Exercise aim:
Answer these questions using the passage about Kenny "Babyface" Edmonds's divorce:
1. How many Grammy Awards has Babyface won?
2. How many years had his marriage to Tracey lasted when they announced it was over?
3. What was Brandon's first reaction when told about the divorce?

Passage:
# # #

Kenny 'Babyface' Edmonds discusses his public divorce.

Kenny "Babyface" Edmonds is a 10-time Grammy Award winner and the name behind 125 mega-hits for artists like Madonna, Whitney Houston and Mariah Carey. With his wife, Tracey, and their two sons, 11-year-old Brandon and 6-year-old Dylan, by his side, it seemed like Babyface had a perfect life.

Then in 2007, Babyface and Tracey—who, he says, never fought in public—stunned family and friends with the news that their 13-year marriage was over. "Part of the problem a lot of times in relationships, there may be questions that you want to ask and answers that you don't want to hear. And so you get to a point to where you kind of live in front of everyone else, and even though you may have issues, you kind of ignore them and just kind of keep it together because you have this perfect picture so you don't want anybody else to be disappointed."

At one point, Babyface says they started being honest with one another and themselves. "That allowed us to actually become really closer friends and cooler people, and also we came to a point where maybe we're not exactly the perfect picture together," he says. "But in the process, we had two wonderful kids and we have a wonderful relationship because we're actually probably closer now than we were when we were married."

Telling the children was difficult, Babyface says, but they're doing great today. "Brandon, initially his reaction was, 'Well, what did you do?'" he says. "And we said, 'You know, it's not really about what anybody did at this particular point because, first of all, we want you guys to know that me and your mom, we love each other. We're just not gonna be, like, together. But we love each other like crazy. We're the best of friends. And in this situation, you don't really have to worry about it so much because we're gonna spend time together. Both people.'"
Babyface discusses his ex-wife's engagement to Eddie Murphy.

# # #

(Data items)

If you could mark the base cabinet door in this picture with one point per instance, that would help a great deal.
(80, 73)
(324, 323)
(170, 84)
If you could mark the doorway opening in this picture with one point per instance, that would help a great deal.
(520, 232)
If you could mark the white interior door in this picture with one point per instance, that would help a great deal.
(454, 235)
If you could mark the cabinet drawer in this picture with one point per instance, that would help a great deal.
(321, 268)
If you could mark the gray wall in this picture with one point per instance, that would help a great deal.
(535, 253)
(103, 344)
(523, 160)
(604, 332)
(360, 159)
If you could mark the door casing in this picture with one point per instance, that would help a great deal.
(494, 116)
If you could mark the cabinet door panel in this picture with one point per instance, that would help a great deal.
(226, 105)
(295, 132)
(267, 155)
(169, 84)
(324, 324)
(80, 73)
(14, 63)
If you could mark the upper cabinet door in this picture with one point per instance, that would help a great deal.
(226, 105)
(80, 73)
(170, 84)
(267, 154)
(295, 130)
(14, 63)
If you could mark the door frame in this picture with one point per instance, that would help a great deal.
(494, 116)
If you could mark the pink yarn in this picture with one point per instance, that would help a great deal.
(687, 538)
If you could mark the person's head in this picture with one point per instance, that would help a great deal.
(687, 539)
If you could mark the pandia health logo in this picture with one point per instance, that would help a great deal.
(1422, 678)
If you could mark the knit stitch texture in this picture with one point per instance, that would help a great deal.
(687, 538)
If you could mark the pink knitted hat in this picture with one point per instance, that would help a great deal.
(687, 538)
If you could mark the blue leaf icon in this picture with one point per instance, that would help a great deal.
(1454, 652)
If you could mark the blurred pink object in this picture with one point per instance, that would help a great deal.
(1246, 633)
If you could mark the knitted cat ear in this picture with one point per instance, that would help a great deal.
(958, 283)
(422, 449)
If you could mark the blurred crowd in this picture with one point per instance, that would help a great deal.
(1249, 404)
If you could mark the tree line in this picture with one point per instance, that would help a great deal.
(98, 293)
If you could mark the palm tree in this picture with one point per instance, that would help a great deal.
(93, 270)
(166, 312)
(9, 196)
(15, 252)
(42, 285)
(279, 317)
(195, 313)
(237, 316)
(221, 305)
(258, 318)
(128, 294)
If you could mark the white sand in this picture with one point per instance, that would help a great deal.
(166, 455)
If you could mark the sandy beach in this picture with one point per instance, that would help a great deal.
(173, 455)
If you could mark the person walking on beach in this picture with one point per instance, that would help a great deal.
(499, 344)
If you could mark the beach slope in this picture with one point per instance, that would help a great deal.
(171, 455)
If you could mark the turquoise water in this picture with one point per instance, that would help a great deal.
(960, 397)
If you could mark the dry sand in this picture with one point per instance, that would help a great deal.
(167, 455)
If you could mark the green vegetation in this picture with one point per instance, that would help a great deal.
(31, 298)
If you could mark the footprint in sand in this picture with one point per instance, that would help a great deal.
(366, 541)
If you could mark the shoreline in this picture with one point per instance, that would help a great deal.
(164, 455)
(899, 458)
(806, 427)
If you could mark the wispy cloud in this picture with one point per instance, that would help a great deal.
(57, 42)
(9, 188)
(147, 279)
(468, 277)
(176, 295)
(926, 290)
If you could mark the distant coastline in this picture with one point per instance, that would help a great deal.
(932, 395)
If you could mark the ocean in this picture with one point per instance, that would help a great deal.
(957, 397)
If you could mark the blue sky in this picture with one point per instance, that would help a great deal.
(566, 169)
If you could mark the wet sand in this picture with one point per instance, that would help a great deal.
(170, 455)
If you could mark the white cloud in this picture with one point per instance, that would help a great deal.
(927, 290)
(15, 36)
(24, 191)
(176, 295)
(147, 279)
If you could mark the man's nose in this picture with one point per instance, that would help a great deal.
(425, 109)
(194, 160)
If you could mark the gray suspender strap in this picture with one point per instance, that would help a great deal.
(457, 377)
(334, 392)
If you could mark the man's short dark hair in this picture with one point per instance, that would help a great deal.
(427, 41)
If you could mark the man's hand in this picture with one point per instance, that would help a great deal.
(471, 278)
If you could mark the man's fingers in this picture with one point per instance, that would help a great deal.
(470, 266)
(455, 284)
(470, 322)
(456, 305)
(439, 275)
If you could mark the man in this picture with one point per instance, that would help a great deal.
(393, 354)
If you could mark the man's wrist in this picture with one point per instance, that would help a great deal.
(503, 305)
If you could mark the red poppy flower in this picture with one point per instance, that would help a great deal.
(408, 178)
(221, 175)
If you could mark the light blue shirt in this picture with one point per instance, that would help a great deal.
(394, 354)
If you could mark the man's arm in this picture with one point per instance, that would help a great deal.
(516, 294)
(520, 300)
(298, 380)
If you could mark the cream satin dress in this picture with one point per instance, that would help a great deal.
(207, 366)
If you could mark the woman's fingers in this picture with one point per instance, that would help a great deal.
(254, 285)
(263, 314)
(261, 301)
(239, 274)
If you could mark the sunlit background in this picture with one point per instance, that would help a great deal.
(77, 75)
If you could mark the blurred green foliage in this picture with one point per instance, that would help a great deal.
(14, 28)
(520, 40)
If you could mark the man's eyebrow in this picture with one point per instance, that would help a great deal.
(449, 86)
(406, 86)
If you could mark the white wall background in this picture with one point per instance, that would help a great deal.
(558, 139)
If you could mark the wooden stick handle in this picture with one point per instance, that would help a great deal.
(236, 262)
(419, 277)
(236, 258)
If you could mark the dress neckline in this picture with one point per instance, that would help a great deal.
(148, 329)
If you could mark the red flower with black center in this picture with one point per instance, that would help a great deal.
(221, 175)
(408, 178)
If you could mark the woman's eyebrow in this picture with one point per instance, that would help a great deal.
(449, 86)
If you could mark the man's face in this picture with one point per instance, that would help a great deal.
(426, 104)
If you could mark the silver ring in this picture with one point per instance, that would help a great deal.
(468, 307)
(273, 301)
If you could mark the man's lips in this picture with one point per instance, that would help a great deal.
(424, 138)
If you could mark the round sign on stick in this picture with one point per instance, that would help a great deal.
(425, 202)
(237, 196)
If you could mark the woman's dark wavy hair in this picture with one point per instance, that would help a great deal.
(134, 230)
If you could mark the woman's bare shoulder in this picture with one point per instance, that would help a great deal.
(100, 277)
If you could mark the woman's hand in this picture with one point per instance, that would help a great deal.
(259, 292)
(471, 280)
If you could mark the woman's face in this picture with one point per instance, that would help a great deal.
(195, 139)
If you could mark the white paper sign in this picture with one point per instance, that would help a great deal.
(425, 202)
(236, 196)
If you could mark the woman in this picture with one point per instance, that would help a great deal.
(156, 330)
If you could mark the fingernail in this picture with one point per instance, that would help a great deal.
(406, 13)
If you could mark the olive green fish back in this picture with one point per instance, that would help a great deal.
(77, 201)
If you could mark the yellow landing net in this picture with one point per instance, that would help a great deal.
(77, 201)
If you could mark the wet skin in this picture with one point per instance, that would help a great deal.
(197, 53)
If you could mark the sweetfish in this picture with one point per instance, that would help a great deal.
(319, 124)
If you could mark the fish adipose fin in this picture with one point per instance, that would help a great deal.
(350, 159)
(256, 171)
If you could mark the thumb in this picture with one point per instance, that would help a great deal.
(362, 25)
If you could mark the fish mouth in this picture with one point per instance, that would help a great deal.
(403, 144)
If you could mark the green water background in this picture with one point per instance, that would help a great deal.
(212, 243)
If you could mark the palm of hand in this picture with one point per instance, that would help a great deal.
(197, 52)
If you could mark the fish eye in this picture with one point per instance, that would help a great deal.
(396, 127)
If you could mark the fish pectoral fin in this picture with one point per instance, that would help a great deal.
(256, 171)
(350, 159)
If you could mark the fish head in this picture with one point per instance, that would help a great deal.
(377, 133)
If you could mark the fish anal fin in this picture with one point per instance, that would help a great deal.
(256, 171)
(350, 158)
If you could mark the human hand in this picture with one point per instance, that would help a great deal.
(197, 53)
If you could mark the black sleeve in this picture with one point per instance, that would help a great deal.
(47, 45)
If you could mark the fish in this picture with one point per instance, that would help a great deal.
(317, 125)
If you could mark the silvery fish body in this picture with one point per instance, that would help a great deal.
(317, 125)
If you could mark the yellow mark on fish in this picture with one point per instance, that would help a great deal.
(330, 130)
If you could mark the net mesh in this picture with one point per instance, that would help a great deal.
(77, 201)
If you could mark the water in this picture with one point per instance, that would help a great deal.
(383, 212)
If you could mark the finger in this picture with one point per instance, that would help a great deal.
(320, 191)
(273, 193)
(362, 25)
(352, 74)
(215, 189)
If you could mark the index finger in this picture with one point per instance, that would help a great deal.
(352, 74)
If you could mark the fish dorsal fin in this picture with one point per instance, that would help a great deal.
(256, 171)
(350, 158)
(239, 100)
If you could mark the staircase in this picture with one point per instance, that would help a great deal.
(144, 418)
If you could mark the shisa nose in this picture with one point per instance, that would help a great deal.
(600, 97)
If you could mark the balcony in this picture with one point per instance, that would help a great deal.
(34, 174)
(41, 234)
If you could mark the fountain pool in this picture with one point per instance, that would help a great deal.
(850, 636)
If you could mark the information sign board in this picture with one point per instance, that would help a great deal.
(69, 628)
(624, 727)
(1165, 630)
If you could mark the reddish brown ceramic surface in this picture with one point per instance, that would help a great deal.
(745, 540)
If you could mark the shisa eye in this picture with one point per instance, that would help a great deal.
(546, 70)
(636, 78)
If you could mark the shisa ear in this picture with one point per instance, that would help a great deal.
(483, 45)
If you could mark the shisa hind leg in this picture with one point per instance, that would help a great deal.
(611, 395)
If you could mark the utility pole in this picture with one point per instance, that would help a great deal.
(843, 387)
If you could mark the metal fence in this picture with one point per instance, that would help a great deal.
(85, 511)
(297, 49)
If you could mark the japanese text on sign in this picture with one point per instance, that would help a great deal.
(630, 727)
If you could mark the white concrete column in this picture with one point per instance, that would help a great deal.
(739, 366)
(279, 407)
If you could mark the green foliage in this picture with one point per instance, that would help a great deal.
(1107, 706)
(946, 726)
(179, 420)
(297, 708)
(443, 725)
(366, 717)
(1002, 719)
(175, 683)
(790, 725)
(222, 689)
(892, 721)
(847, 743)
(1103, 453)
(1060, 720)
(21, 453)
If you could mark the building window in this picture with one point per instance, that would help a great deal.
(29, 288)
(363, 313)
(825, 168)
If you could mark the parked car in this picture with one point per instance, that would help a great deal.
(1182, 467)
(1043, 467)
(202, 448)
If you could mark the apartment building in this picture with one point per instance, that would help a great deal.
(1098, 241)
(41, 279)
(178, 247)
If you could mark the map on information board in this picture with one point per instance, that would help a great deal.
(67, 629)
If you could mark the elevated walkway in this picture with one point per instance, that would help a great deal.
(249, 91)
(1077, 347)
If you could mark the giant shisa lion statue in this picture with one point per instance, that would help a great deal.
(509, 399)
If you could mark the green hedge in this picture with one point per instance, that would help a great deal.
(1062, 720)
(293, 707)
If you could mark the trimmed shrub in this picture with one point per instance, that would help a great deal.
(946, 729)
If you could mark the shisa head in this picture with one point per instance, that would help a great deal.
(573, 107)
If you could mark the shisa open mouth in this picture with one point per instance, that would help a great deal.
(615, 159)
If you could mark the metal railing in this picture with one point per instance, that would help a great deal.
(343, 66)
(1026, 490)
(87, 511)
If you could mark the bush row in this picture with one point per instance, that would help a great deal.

# # #

Written answer:
1. 10
2. 13 years
3. He asked, "Well, what did you do?"